* _Your goal_: Transcribe all of the records exactly, leaving every line as it is.

* _Data shown_:
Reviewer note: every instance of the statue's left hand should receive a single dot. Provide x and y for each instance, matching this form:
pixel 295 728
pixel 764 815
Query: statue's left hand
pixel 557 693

* _Problem solution_:
Reviewer note: every instance of the statue's left hand should receive a single dot. Provide x and y for each instance, matching this form:
pixel 295 728
pixel 764 815
Query: statue's left hand
pixel 557 693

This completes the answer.